(Location identification entries)
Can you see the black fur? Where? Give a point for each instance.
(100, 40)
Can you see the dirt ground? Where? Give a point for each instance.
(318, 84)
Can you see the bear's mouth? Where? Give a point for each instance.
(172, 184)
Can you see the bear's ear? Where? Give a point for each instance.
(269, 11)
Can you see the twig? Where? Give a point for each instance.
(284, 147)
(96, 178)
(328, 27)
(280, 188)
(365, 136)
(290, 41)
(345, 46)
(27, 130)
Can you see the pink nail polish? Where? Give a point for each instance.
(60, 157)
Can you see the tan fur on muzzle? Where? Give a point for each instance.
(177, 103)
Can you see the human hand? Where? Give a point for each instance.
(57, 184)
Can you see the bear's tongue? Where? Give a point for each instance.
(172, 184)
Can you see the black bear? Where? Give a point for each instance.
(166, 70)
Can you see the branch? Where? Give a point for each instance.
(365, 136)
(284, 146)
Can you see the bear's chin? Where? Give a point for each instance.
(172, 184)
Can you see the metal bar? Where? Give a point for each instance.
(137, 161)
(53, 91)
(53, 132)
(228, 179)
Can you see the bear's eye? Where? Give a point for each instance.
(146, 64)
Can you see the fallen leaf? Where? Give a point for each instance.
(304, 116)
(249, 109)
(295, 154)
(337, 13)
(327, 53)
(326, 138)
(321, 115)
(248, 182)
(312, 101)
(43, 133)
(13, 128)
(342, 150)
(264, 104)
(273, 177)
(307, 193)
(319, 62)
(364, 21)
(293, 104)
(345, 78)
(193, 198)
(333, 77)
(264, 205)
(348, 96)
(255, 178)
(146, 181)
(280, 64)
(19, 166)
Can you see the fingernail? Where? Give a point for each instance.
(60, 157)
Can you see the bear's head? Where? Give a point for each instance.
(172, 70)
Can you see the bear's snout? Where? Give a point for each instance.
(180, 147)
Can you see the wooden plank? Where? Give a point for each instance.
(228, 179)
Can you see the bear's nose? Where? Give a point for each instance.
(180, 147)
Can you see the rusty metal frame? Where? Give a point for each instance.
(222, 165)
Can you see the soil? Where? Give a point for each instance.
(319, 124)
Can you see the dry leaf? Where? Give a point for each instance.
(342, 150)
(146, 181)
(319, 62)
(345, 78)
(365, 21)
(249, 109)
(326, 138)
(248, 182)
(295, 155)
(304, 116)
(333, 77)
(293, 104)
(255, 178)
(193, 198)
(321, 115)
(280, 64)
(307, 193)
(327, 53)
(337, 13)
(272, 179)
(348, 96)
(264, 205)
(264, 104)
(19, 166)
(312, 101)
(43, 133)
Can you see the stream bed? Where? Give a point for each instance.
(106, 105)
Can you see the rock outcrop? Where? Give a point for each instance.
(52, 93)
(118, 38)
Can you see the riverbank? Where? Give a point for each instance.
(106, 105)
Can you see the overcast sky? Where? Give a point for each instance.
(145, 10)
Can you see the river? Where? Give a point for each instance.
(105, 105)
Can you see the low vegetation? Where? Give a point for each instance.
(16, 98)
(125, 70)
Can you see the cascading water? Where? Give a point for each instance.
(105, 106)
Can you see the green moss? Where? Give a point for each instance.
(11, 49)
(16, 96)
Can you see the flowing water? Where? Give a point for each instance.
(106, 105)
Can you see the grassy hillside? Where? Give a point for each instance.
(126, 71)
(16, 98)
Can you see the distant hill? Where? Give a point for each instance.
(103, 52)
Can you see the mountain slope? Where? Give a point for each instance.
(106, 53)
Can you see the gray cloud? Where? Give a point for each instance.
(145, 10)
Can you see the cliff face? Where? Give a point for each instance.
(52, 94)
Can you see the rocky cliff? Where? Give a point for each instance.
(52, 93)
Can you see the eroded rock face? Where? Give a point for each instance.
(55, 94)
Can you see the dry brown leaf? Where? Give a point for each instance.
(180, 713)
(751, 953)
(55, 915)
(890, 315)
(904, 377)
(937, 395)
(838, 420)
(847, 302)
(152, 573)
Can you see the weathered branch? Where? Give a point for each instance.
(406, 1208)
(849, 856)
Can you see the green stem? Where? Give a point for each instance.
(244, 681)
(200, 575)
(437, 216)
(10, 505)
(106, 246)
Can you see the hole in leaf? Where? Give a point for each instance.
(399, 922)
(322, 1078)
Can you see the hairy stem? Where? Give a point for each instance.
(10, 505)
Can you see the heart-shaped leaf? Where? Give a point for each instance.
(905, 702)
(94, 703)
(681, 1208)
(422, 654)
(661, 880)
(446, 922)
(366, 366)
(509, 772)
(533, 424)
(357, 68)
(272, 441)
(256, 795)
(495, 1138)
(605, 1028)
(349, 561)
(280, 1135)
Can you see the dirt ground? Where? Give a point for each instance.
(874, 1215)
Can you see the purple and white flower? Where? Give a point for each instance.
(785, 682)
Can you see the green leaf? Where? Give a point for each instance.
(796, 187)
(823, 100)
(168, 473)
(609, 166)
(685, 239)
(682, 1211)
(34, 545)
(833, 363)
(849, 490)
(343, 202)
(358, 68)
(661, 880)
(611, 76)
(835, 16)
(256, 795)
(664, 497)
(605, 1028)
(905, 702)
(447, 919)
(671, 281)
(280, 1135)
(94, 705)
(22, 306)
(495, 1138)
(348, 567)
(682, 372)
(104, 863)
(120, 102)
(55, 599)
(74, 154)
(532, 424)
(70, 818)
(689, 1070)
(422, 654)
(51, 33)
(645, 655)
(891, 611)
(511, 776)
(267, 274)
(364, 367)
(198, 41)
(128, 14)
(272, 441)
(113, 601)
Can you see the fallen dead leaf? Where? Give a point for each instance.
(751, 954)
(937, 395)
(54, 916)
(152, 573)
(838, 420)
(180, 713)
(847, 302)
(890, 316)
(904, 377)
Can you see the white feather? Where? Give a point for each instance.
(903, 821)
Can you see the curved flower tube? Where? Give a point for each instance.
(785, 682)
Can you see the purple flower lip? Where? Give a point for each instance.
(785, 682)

## [PROBLEM STATEMENT]
Put every line of the data above into a JSON list of strings, one string per line, omitting any blank lines.

## [SOLUTION TO THIS EXERCISE]
[
  "Can you see the black fur? Where? Give a point for each instance.",
  "(100, 40)",
  "Can you see the dirt ground? Where? Give a point for each instance.",
  "(318, 84)",
  "Can you see the bear's mouth? Where? Give a point for each instance.",
  "(172, 184)",
  "Can you see the bear's ear? Where? Give a point for each instance.",
  "(269, 11)",
  "Can you see the twig? Where? Give a point for each instance.",
  "(284, 147)",
  "(96, 178)",
  "(328, 27)",
  "(280, 188)",
  "(365, 136)",
  "(290, 41)",
  "(345, 46)",
  "(27, 130)",
  "Can you see the pink nail polish? Where? Give a point for each instance.",
  "(60, 157)",
  "Can you see the tan fur on muzzle? Where? Give a point for each instance.",
  "(177, 103)",
  "Can you see the human hand? Where? Give a point for each instance.",
  "(57, 184)",
  "Can you see the bear's tongue? Where? Give a point for each instance.",
  "(172, 184)",
  "Can you see the black bear? Where? Give a point for each instance.",
  "(166, 70)",
  "Can you see the branch? Where? Give a point for each instance.",
  "(365, 136)",
  "(284, 146)",
  "Can you see the bear's chin? Where? Give a point for each instance.",
  "(172, 184)",
  "Can you see the metal bar? Where? Give a point for each instance.",
  "(137, 161)",
  "(53, 91)",
  "(53, 132)",
  "(228, 179)",
  "Can you see the bear's eye? Where? Give a point for each instance.",
  "(146, 64)",
  "Can you see the fallen leaf? Where? Give a point for each instance.",
  "(304, 116)",
  "(249, 109)",
  "(295, 154)",
  "(337, 13)",
  "(327, 53)",
  "(326, 138)",
  "(321, 115)",
  "(248, 182)",
  "(312, 101)",
  "(43, 133)",
  "(13, 128)",
  "(342, 150)",
  "(264, 104)",
  "(273, 177)",
  "(307, 193)",
  "(319, 62)",
  "(364, 21)",
  "(293, 104)",
  "(345, 78)",
  "(193, 198)",
  "(333, 77)",
  "(264, 205)",
  "(348, 96)",
  "(255, 178)",
  "(146, 181)",
  "(280, 64)",
  "(19, 166)",
  "Can you see the fingernail? Where? Give a point for each instance.",
  "(60, 157)",
  "Can you see the bear's head? Where? Give a point for each instance.",
  "(172, 70)",
  "Can you see the bear's snout? Where? Give a point for each instance.",
  "(180, 147)",
  "Can you see the wooden plank? Where? Give a point for each instance.",
  "(228, 179)",
  "Can you see the bear's nose? Where? Give a point for each instance.",
  "(180, 147)",
  "Can you see the rusty metal frame? Where? Give a point for each instance.",
  "(222, 165)",
  "Can you see the soil? Where? Give a point for each instance.",
  "(319, 124)",
  "Can you see the dry leaf? Where? Give a point for each instance.",
  "(342, 150)",
  "(146, 181)",
  "(319, 62)",
  "(345, 78)",
  "(365, 21)",
  "(249, 109)",
  "(326, 138)",
  "(248, 182)",
  "(295, 155)",
  "(304, 116)",
  "(333, 77)",
  "(293, 104)",
  "(255, 178)",
  "(193, 198)",
  "(321, 115)",
  "(280, 64)",
  "(307, 193)",
  "(327, 53)",
  "(337, 13)",
  "(272, 179)",
  "(348, 96)",
  "(264, 205)",
  "(264, 104)",
  "(19, 166)",
  "(312, 101)",
  "(43, 133)",
  "Can you see the stream bed? Where? Give a point for each instance.",
  "(106, 105)",
  "Can you see the rock outcrop? Where? Give a point for each instance.",
  "(52, 93)",
  "(118, 38)",
  "Can you see the riverbank? Where? Give a point for each instance.",
  "(106, 105)",
  "Can you see the overcast sky? Where? Give a point for each instance.",
  "(145, 10)",
  "Can you see the river? Where? Give a point for each instance.",
  "(105, 105)",
  "Can you see the low vegetation? Where? Give a point for each instance.",
  "(16, 98)",
  "(125, 70)",
  "Can you see the cascading water? Where? Give a point for each instance.",
  "(105, 106)",
  "Can you see the green moss? Where? Give a point for each instance.",
  "(11, 49)",
  "(16, 96)",
  "Can you see the flowing water? Where? Give a point for each instance.",
  "(106, 105)",
  "Can you see the grassy hillside? Where? Give a point for each instance.",
  "(126, 71)",
  "(16, 98)",
  "Can you see the distant hill? Where? Give a point for each instance.",
  "(103, 52)",
  "Can you see the mountain slope? Where? Give a point for each instance.",
  "(106, 53)",
  "Can you see the gray cloud? Where? Give a point for each instance.",
  "(145, 10)",
  "Can you see the cliff face? Where? Give a point for each instance.",
  "(52, 94)",
  "Can you see the rocky cliff? Where? Give a point for each instance.",
  "(52, 93)",
  "Can you see the eroded rock face? Where? Give a point for each instance.",
  "(55, 94)",
  "Can you see the dry brown leaf? Where? Give a point for each instance.",
  "(180, 713)",
  "(751, 953)",
  "(55, 915)",
  "(890, 315)",
  "(904, 377)",
  "(937, 395)",
  "(838, 420)",
  "(847, 302)",
  "(152, 573)",
  "Can you see the weathered branch? Where? Give a point for each instance.",
  "(406, 1208)",
  "(849, 856)",
  "Can you see the green stem? Where? Give a point for each instance.",
  "(244, 681)",
  "(200, 575)",
  "(437, 216)",
  "(10, 505)",
  "(106, 246)",
  "Can you see the hole in leaf? Where? Give a point for each instance.",
  "(399, 922)",
  "(322, 1078)",
  "Can you see the hairy stem? Where? Give a point for each instance.",
  "(10, 505)",
  "Can you see the heart-shaped leaf? Where? Give a point for each instance.",
  "(905, 702)",
  "(94, 703)",
  "(681, 1208)",
  "(422, 654)",
  "(661, 880)",
  "(446, 922)",
  "(366, 366)",
  "(509, 772)",
  "(533, 424)",
  "(357, 68)",
  "(272, 441)",
  "(256, 795)",
  "(495, 1138)",
  "(605, 1028)",
  "(349, 561)",
  "(280, 1135)",
  "Can you see the dirt ground? Where? Give a point for each instance.",
  "(874, 1215)",
  "Can you see the purple and white flower? Where? Give a point for each instance.",
  "(785, 682)",
  "Can you see the green leaf? Where? Give a point for each instance.",
  "(796, 187)",
  "(823, 100)",
  "(168, 473)",
  "(609, 166)",
  "(685, 239)",
  "(682, 1211)",
  "(34, 545)",
  "(833, 363)",
  "(849, 490)",
  "(343, 202)",
  "(358, 68)",
  "(661, 880)",
  "(611, 76)",
  "(835, 16)",
  "(256, 795)",
  "(664, 497)",
  "(605, 1028)",
  "(905, 702)",
  "(447, 919)",
  "(671, 281)",
  "(280, 1135)",
  "(94, 705)",
  "(22, 306)",
  "(495, 1138)",
  "(348, 567)",
  "(682, 372)",
  "(104, 863)",
  "(120, 102)",
  "(55, 599)",
  "(74, 154)",
  "(532, 424)",
  "(70, 818)",
  "(689, 1070)",
  "(422, 654)",
  "(51, 33)",
  "(645, 655)",
  "(891, 611)",
  "(511, 776)",
  "(267, 274)",
  "(364, 367)",
  "(198, 41)",
  "(128, 14)",
  "(272, 441)",
  "(113, 601)",
  "Can you see the fallen dead leaf? Where? Give a point for each instance.",
  "(751, 954)",
  "(937, 395)",
  "(54, 916)",
  "(152, 573)",
  "(838, 420)",
  "(180, 713)",
  "(847, 302)",
  "(890, 316)",
  "(904, 377)",
  "Can you see the white feather? Where? Give a point for each instance.",
  "(903, 821)",
  "Can you see the curved flower tube? Where? Give a point for each instance.",
  "(785, 682)",
  "Can you see the purple flower lip? Where? Give a point for each instance.",
  "(785, 682)"
]